-- Extrait choisi --

──────────────────────────────

M. R. Je fais référence aux déclarations de notre ministre Marisol Touraine. Il faut qu’il y ait une cohérence entre l’utilisation de la cigarette et l’utilisation de la cigarette électronique dans les lieux publics.

Pp. Les tabacologues, pneumologues, cancérologues sont tous d’accord pour préconiser que la cigarette électronique reste facile d’accès, et ni assimilée aux médicaments, ni à un produit assimilé au tabac. Quelle est votre position ?

M. R. Il n’y a que dix médecins qui ont demandé que la cigarette électronique ne soit pas assimilé à un médicament. Et il n’en était pas question puisque l’on voulait faire une AMN (autorisation de mise sur le marché) allégée sans études sur les patients.

──────────────────────────────

-- Données répertoriées --
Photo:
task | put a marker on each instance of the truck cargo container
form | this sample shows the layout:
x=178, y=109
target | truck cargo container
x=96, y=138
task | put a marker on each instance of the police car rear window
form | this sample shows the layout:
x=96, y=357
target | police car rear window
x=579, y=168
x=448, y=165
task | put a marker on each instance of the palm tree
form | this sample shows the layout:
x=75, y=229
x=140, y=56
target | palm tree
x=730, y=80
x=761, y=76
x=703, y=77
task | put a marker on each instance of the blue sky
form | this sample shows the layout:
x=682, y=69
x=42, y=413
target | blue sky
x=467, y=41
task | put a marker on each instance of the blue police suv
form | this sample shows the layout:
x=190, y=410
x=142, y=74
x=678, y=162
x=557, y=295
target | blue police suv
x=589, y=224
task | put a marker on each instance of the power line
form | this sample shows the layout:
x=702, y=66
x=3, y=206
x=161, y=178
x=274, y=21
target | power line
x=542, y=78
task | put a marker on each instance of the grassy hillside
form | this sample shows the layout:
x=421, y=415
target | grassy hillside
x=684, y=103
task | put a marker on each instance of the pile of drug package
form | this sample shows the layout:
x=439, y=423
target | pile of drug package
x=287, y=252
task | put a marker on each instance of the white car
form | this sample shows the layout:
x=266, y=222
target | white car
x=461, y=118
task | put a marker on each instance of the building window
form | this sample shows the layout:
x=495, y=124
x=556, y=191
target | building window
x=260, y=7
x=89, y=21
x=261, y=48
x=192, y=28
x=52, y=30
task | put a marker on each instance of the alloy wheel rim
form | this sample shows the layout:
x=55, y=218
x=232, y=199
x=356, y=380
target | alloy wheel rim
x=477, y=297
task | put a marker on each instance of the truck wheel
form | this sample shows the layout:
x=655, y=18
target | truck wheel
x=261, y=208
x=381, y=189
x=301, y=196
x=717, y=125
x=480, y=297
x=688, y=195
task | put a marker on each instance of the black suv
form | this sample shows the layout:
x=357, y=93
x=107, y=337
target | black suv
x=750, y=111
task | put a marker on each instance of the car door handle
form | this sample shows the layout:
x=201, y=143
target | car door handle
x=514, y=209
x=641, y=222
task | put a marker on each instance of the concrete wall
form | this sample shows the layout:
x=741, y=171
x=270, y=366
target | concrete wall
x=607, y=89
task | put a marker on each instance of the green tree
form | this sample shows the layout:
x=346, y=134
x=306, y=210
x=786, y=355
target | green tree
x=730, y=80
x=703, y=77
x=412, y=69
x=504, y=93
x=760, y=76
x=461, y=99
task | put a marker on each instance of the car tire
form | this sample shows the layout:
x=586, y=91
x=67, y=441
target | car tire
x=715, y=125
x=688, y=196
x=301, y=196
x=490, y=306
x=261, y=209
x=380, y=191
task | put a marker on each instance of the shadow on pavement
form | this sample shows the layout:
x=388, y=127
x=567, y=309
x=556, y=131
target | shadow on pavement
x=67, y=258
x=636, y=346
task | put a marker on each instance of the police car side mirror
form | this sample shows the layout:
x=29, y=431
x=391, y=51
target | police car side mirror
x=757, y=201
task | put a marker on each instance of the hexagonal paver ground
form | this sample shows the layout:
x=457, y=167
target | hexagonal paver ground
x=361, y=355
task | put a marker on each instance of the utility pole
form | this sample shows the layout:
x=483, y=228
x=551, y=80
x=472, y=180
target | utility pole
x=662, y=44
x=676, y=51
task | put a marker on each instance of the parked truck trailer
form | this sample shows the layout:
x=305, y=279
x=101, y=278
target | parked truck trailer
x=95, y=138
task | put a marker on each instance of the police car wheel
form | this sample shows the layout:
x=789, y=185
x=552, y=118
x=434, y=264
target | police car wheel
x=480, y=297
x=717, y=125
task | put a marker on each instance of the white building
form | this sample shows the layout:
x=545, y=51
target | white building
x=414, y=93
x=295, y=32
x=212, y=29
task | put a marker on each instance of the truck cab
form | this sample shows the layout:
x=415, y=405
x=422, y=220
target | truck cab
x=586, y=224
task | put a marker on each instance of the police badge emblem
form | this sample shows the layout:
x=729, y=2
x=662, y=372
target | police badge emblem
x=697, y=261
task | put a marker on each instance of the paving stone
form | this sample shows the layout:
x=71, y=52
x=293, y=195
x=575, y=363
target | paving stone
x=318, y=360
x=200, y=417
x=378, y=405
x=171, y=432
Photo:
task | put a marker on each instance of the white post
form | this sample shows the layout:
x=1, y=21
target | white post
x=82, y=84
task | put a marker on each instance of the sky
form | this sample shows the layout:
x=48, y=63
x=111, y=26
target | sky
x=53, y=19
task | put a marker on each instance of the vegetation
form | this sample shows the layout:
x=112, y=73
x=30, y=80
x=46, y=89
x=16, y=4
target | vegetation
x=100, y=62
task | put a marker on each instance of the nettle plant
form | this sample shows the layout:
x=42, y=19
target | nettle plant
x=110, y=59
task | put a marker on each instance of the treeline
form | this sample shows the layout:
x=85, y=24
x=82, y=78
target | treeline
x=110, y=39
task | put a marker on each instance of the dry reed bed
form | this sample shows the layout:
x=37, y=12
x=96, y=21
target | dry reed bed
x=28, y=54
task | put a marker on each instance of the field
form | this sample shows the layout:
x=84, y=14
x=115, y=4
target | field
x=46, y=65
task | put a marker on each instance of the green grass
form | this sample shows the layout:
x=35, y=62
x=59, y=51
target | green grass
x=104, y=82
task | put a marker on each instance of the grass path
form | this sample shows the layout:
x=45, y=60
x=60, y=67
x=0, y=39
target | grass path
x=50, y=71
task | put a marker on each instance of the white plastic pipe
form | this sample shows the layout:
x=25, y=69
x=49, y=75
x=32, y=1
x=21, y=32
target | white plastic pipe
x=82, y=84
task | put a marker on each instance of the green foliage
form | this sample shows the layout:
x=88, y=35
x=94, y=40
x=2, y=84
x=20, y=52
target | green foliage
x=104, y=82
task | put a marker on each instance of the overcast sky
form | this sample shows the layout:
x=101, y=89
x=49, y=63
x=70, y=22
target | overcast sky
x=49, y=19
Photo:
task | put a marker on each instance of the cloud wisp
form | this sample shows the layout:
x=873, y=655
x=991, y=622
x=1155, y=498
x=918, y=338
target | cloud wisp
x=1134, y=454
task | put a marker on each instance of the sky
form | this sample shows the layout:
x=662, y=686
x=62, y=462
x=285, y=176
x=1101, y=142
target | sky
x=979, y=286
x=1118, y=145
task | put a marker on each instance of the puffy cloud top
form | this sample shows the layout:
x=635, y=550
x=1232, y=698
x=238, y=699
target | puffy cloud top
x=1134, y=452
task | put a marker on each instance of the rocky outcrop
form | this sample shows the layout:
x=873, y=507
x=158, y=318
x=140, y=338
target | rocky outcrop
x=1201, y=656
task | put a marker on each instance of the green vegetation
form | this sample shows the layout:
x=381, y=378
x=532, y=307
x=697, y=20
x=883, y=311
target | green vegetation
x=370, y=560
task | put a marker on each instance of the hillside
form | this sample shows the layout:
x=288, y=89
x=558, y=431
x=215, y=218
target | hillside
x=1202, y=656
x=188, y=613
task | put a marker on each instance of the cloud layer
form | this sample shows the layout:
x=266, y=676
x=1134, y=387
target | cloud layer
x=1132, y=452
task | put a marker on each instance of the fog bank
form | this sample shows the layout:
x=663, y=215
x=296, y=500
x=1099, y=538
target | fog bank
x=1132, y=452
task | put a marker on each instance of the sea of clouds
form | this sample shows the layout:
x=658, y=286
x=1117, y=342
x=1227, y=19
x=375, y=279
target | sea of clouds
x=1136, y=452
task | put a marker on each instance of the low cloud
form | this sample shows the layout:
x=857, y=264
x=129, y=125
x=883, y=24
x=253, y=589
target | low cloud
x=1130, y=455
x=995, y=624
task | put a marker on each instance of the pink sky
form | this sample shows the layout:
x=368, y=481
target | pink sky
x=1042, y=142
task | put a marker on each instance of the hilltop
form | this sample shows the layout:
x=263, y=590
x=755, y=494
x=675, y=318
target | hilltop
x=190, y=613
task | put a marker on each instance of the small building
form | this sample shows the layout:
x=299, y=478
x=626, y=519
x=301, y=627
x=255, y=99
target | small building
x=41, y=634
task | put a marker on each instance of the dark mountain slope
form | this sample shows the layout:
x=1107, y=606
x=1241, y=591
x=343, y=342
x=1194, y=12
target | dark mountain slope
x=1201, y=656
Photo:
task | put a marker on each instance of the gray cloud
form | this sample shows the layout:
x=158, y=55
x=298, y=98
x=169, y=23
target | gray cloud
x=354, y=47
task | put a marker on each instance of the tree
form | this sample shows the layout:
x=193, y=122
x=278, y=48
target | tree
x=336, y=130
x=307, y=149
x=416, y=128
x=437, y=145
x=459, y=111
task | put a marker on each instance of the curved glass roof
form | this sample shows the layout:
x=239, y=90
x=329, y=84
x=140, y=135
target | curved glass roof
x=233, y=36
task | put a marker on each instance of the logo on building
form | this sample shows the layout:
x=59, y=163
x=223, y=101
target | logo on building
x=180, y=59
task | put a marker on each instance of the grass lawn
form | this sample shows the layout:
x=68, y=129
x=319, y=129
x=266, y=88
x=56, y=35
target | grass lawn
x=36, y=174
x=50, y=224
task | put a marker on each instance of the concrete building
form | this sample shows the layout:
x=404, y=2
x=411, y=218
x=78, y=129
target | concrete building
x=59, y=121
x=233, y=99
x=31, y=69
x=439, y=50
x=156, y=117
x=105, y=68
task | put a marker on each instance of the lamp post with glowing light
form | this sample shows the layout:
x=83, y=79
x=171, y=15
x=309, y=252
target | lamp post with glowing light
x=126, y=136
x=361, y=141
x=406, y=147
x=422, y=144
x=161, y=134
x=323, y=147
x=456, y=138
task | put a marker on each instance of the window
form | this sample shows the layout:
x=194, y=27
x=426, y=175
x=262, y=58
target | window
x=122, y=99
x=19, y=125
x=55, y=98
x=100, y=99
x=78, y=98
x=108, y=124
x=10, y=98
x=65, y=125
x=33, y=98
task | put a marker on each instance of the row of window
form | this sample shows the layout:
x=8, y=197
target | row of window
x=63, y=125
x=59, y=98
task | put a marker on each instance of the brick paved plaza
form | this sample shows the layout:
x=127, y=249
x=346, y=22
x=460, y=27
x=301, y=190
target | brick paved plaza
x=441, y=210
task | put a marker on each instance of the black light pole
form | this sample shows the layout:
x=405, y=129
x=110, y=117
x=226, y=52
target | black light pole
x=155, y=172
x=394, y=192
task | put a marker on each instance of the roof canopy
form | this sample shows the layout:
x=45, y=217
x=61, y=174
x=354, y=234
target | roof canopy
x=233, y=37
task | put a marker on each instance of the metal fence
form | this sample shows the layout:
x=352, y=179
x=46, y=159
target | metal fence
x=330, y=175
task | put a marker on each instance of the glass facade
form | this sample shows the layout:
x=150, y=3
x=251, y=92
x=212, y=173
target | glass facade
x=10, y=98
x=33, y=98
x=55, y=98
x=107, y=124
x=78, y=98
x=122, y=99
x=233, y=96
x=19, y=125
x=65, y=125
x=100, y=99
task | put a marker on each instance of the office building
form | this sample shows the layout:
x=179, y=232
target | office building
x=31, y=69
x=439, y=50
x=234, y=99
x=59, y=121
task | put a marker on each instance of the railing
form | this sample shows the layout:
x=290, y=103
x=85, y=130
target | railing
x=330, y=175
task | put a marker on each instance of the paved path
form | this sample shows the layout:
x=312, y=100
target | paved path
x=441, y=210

──────────────────────────────

-- Exercices proposés --
[1] Recopiez fidèlement le passage de l’entretien sur la cigarette électronique, en commençant aux mots « Pp. Les tabacologues, pneumologues, cancérologues » et en vous arrêtant après « sur les patients. ».
[2] Reprenez l’entretien sur la cigarette électronique là où il s’arrête et poursuivez-le.
Le matériel n’intervient pas dans ce travail.

-- Corrigé des activités --
[1]
Pp. Les tabacologues, pneumologues, cancérologues sont tous d’accord pour préconiser que la cigarette électronique reste facile d’accès, et ni assimilée aux médicaments, ni à un produit assimilé au tabac. Quelle est votre position ?

M. R. Il n’y a que dix médecins qui ont demandé que la cigarette électronique ne soit pas assimilé à un médicament. Et il n’en était pas question puisque l’on voulait faire une AMN (autorisation de mise sur le marché) allégée sans études sur les patients.

[2]
Mibion. Pourquoi seule la publication de 60 millions de consommateurs a-t-elle fait l’objet d’une grande médiation alors que dans le même temps, celle de Que Choisir (sept 2013), plutôt favorable à l’e-cigarette, avec test à l’appui, a été totalement passée sous silence ?

M. R. IL n’y a pas que 60 millions de consommateurs, il y a eu aussi une étude allemande qui allait dans le sens de 60 millions et qui était là pour mettre en alerte les utilisateurs de cigarettes électroniques qui pensent qu’il n’y a aucun risque à utiliser la cigarette électronique. Ne dramatisons rien, mais restons vigilants.

L’objectif de cette directive est quand même de diminuer la consommation des jeunes vis-à-vis du tabac, et donc de ne pas en faire un produit attractif, car après consommation on devient «drogué» par la nicotine, et ce n’était pas l’objectif de la cigarette électronique.

Les députés européens ont été soumis à un lobby du tabac incroyable, et à un lobby des producteurs des cigarettes électroniques qui voulaient banaliser à tout prix leur produit sans qu’il y ait une évalusation sanitaire des autorités. Il faut remettre les choses à leur place.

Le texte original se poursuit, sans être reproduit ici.